TUGAS YANG DIKERJAKAN:
[a] Menurut teks tentang Desa Grogol, perusahaan apa yang merencanakan pembuatan bandara internasional di Kediri?
[b] Tuliskan ulang seluruh bagian teks tentang Desa Grogol mulai dari "Suatu ketika, sebuah" hingga "sebagian rumah rakyat.".

DOKUMEN:
========================

Kamis, 12 April 2018

HIRUK PIKUK DI DESAKU

     Desaku, Desa Grogol, terletak di tlatah Kediri Hadiningrat, di kaki gunung Wilis. Tanahnya kering, sehingga hanya bisa ditanami padi sekali setahun, sisanya ditanami palawija. Itupun hanya tanaman singkong.

     Tanaman keras yang tumbuh di desaku, yang bernilai ekonomis, hanya randu, jati dan mangga, Sedikit rambutan dan jeruk disana-sini. Dan primadonanya adalah mangga podang yang endemik hanya ada di daerah desaku dan sekitarnya.

     Kehidupan di sana, hanya di seputar pertanian, beberapa pedagang, beberapa pegawai negri rendahan seperti guru, pegawai kecamatan, pamong yang biasanya menjadi panutan, selain kiai desa pemangku mesjid desa.

     Sebagian besar adalah keluarga sederhana yang hidup dari pertanian  yang tergolong ekonomi lemah, menengah ke bawah. Putaran ekonominya seputaran panen, dan gaji pegawai negri yang tidak seberapa. Sebagian kegiatan ekonominya adalah menjadi pelanggan bank perkreditan rakyat keliling, alias rentenir.

     Suatu ketika, sebuah perusahaan besar, perusahaan rokok nasional, Gudang Garam, meluaskan cengkraman ekonominya dengan merencanakan pembuatan bandara internasional di Kediri.

     Setelah survey ke sekeliling tlatah Kediri, akhirnya diputuskanlah daerah Grogol yang akan dijadikan Bandara internasional. Berarti desaku yang tercinta. Dan daerah yang akan dibangun adalah lahan pertanian dan sebagian rumah rakyat.

========================

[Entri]
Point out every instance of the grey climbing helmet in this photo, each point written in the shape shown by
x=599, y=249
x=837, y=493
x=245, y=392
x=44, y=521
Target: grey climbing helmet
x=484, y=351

========================

DAFTAR JAWABAN:
[a] Gudang Garam, sebuah perusahaan rokok nasional.

[b]
Suatu ketika, sebuah perusahaan besar, perusahaan rokok nasional, Gudang Garam, meluaskan cengkraman ekonominya dengan merencanakan pembuatan bandara internasional di Kediri.

     Setelah survey ke sekeliling tlatah Kediri, akhirnya diputuskanlah daerah Grogol yang akan dijadikan Bandara internasional. Berarti desaku yang tercinta. Dan daerah yang akan dibangun adalah lahan pertanian dan sebagian rumah rakyat.